PROBLEM DESCRIPTION:
Please print all the lines below exactly as they are written.

Saved entries:
------------------------------------------------

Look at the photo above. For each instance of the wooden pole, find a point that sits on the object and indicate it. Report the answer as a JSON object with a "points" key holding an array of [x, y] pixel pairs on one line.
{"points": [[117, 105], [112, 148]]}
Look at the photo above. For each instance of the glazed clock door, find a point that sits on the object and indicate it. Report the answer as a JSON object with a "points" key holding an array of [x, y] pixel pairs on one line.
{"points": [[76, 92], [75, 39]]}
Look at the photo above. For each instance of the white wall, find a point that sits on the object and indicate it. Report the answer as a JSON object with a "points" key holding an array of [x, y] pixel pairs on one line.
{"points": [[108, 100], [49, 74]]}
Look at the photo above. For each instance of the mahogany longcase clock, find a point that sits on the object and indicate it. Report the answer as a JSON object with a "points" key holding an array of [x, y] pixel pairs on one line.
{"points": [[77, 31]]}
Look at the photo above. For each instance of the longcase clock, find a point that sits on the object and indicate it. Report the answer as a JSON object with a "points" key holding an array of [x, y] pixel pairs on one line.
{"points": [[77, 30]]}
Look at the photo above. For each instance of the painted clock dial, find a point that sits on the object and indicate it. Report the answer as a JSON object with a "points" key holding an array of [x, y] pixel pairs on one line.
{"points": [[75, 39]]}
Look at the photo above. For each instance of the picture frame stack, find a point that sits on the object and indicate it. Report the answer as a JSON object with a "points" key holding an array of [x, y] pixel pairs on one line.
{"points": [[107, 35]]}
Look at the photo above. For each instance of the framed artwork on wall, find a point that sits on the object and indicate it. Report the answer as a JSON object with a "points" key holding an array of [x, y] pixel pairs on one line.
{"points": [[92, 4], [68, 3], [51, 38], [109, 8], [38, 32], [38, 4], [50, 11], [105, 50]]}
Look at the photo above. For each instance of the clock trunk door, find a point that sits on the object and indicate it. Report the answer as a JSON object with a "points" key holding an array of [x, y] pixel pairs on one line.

------------------------------------------------

RESULT OF THE EXERCISE:
Look at the photo above. For each instance of the wooden pole, find a point that sits on the object and indicate it. Report the answer as a JSON object with a "points" key holding an array of [x, y] pixel pairs on one line.
{"points": [[117, 105], [112, 148]]}
Look at the photo above. For each instance of the glazed clock door, find a point that sits on the object and indicate it. Report the answer as a JSON object with a "points" key holding an array of [x, y] pixel pairs on one line.
{"points": [[76, 92], [75, 39]]}
Look at the photo above. For each instance of the white wall, find a point that sits on the object and indicate it. Report the answer as a JSON object with a "points" key holding an array of [x, y] pixel pairs on one line.
{"points": [[108, 100], [49, 74]]}
Look at the photo above. For each instance of the mahogany longcase clock, find a point that sits on the object and indicate it. Report the answer as a JSON object with a "points" key holding an array of [x, y] pixel pairs on one line.
{"points": [[77, 31]]}
Look at the photo above. For each instance of the longcase clock, find a point that sits on the object and indicate it. Report the answer as a JSON object with a "points" key holding an array of [x, y] pixel pairs on one line.
{"points": [[77, 30]]}
Look at the photo above. For each instance of the painted clock dial, find a point that sits on the object and indicate it. Report the answer as a JSON object with a "points" key holding an array of [x, y] pixel pairs on one line.
{"points": [[75, 39]]}
Look at the photo above. For each instance of the picture frame stack, find a point that sits on the object and indicate it. Report the answer as a JSON object with a "points" key holding an array of [x, y] pixel pairs on one line.
{"points": [[107, 35]]}
Look at the photo above. For each instance of the framed artwork on wall, find a point that sits on the object and indicate it. Report the answer as a JSON object with a "points" key holding an array of [x, y] pixel pairs on one line.
{"points": [[92, 4], [68, 3], [51, 38], [109, 8], [38, 32], [38, 4], [50, 11], [105, 50]]}
Look at the photo above. For each instance of the clock trunk door, find a point that sits on the object and indicate it. Report the answer as a JSON object with a "points" key holding an array of [x, y] pixel pairs on one line.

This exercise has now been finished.